• TEXT PROVIDED:
========================================

Recently, I learned from a teacher that the inductive effect of any atom/group is always measured with respect to hydrogen.

Under this definition, we would ideally attach the atom/group with an atom of hydrogen and observe the direction of the dipole moment caused by the difference in electronegativity between hydrogen and the atom/group in question. If the electrons-initially positioned at the middle of the bond-are pushed toward hydrogen, the atom/group is termed as a "$+I$", electron-donating group. On the other hand, if the electrons are pulled toward the atom/group, it is termed as a "$-I$", electron-withdrawing group. Thereafter, this atom/group will always exhibit this type of inductive effect. Even if a situation does arise, in which it appears as though an atom/group that exhibits the $-I$ effect with hydrogen is exhibiting the $+I$ effect with another atom/group, this must be the cause of other dominating effects such as the mesomeric effect and in those cases also, it is said that the atom exhibits the $-I$ and not the $+I$ effect.

========================================

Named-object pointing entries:

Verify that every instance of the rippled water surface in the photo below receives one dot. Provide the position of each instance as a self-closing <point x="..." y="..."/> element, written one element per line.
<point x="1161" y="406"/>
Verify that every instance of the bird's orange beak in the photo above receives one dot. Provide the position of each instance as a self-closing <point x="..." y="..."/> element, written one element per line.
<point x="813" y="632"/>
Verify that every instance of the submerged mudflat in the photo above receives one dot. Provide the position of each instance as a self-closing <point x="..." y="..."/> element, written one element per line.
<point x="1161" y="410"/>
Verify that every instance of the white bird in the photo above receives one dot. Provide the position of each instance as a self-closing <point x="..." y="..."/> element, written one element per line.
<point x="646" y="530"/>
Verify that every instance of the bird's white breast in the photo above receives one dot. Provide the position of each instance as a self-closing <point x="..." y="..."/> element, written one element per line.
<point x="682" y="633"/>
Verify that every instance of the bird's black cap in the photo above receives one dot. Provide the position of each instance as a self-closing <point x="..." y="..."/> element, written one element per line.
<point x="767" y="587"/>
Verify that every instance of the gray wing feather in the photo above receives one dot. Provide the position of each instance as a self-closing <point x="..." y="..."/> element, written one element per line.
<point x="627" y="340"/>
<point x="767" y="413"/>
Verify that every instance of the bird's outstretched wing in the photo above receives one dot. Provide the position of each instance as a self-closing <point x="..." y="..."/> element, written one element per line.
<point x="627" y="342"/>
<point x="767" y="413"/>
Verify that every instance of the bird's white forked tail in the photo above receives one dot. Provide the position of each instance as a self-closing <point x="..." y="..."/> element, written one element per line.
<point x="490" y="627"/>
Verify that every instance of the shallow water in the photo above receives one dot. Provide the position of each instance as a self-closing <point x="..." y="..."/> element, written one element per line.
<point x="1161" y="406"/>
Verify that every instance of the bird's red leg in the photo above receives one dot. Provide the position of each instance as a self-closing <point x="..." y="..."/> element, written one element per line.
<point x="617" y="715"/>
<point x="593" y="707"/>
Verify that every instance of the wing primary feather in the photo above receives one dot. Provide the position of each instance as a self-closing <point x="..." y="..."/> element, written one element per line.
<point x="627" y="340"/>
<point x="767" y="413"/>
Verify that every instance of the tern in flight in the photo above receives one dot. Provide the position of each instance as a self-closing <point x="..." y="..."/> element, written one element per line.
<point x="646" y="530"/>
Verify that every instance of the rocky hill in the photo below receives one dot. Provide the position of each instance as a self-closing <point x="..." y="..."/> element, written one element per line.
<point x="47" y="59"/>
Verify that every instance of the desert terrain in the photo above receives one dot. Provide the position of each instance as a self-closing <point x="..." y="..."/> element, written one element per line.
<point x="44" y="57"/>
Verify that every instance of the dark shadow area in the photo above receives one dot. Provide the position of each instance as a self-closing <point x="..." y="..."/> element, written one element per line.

========================================

• TASK A:
Answer these questions using the text on the inductive effect:
(i) According to the teacher, the inductive effect of any atom/group is always measured with respect to what?
(ii) What is an atom/group termed if the electrons are pushed toward hydrogen?
(iii) Which effect does the text name as an example of the other dominating effects?
• TASK B:
Count the lines in the entries that contain the word "water" and reply with that number alone.

• ANSWER A:
(i) Hydrogen.
(ii) A "+I", electron-donating group.
(iii) The mesomeric effect.

• ANSWER B:
2